* 提示文:
____

Re: イナクロ 〜炎と氷を受け継ぎし者〜 【更新再開】 ( No.167 )
日時: 2014/11/02 23:04
名前: 風龍神奈  (ID: bxOWKuH4)

「何だと…!? どういう事だ、それは!!」
 彼女が立ち上がる。
「言う通りよ。必要があったから、貴方の能力を封じただけ。分かる?」
「分かるも何も、そんな事をするなど…!! やはり人間は信頼に値しない存在だな!!」
 そう言うと、破壊死書は踵を返した。
「あらあら…あんなに怒って…」
「…あんな事言われたら、誰でもああなると思うけど?」
 ずっと口を噤んでいたフェイが、訊く。
「私はならないわ。それに、破壊死書を怒らせて部屋から出させるのは計画通りだから」
 神楽が、そう言って立ち上がる。
「…これで話は終わり。帰りなさい」
 彼女が踵を返す。
 残された二人は、暫くの間、その部屋に残っていた。
「…フェイ、どうする…?」
「どうするって、何を」
 不意に問うた雨宮の真意が分からず、フェイはそう聞き返す。
「破壊死書だよ。だって、破壊死書の体は癒月の何だろ? 取り戻さないといけないんだろ?」
「…そうだけど。でも、完全に破壊死書は癒月の体に根付いているんだ。簡単に引き剥がす事は出来ない。それに、無理矢理引き剥がしたとしても、後遺症が残ってしまうんだ。だから、今はまだ引き剥がせない」
 彼の言葉に、雨宮は俯くしかなかった。
 その様子がいたたまれなくなったのか、フェイが嘆息してこっそりと雨宮に耳打ちした。
「——あのね、太陽。実は———」
「——ッ!?」
 彼から聞かされた事に驚愕した彼は、フェイを見つめた。
「本当、なのか?」
「…うん。君、何だよ」
「…そうか…」
 雨宮は自分の両手を見つめる。
「この僕が……」

「——貴様等、帰ったんじゃなかったのか」

「「!?」」
 唐突に響いた声に、二人はその方向を見た。
 そこには、出て行った筈の破壊死書が立っていた。

 

Re: イナクロ 〜炎と氷を受け継ぎし者〜 【受験の為不定期更新】 ( No.168 )
日時: 2014/12/04 23:36
名前: 風龍神奈 (ID: n1ZeCGPc)


 おはこんにちばんわです。
 また一カ月以上更新してませんね…すみません。
 話は書いているのですが…受験勉強頼まれたイラスト年賀状et((殴
 といういいわけは置いといて。
 去年の今頃に年内完結させるとかほざいてて結局完結させる事が出来ず、今年の1月に完結させるといってまた出来ず、そしてずるずるとまた一年以上も引っ張ってしまいました…。
 今受験勉強まっただ中でパソ没収されているので…(このコメントはリビングのパソからしてるのですがデスクトップなのでしにくくて…)、なかなか更新することが出来ないです、すみません…。

____

* データ一覧:

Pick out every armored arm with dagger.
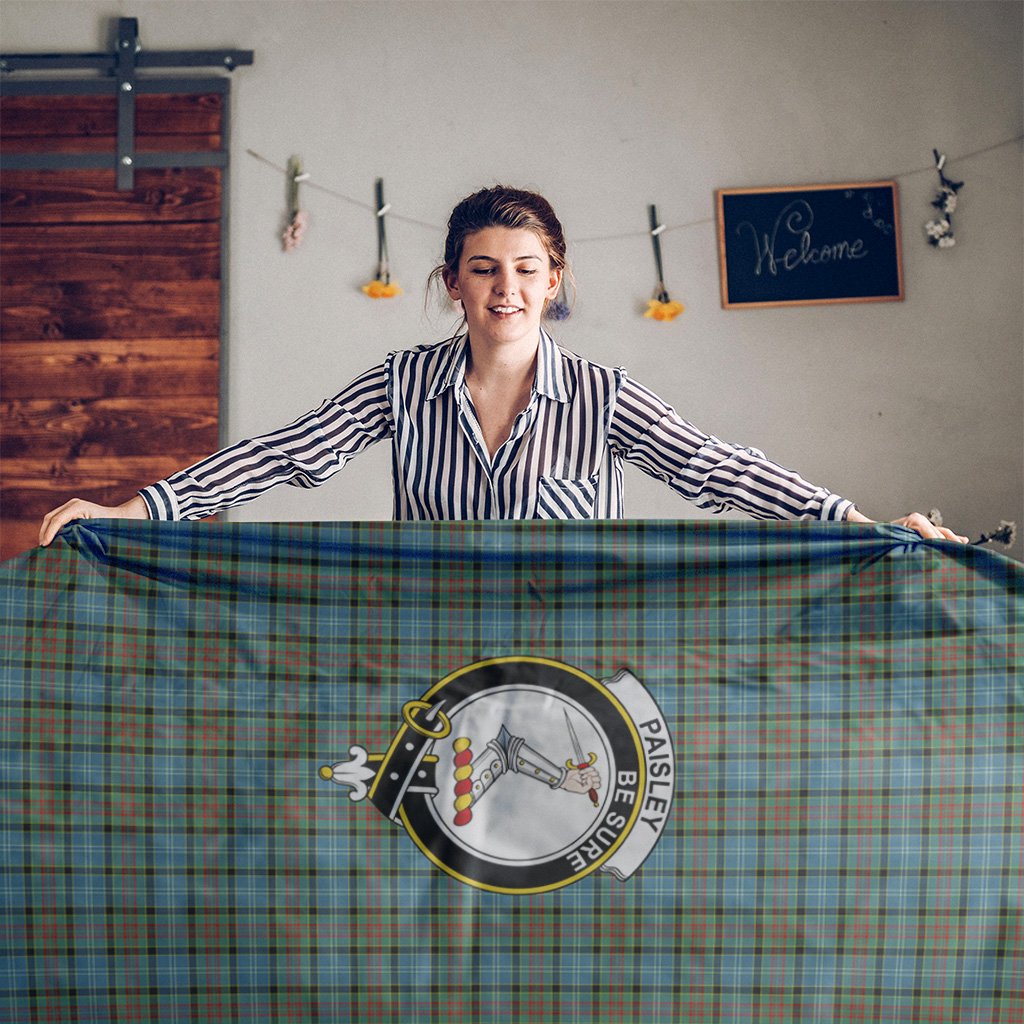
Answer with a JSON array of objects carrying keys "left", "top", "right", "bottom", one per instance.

____

* 演習の課題:
(1) 本文でフェイは、破壊死書を癒月の体から無理矢理引き剥がした場合どうなると言っているか。
(2) 本文のうち「そう言うと、破壊死書は踵を返した。」を含む語句から始めて「残された二人は、暫くの間、その部屋に残っていた。」の後で止め、その部分をそのまま引用せよ。

* 各課題の解答:
(1) 後遺症が残ってしまう。

(2)
そう言うと、破壊死書は踵を返した。
「あらあら…あんなに怒って…」
「…あんな事言われたら、誰でもああなると思うけど?」
 ずっと口を噤んでいたフェイが、訊く。
「私はならないわ。それに、破壊死書を怒らせて部屋から出させるのは計画通りだから」
 神楽が、そう言って立ち上がる。
「…これで話は終わり。帰りなさい」
 彼女が踵を返す。
 残された二人は、暫くの間、その部屋に残っていた。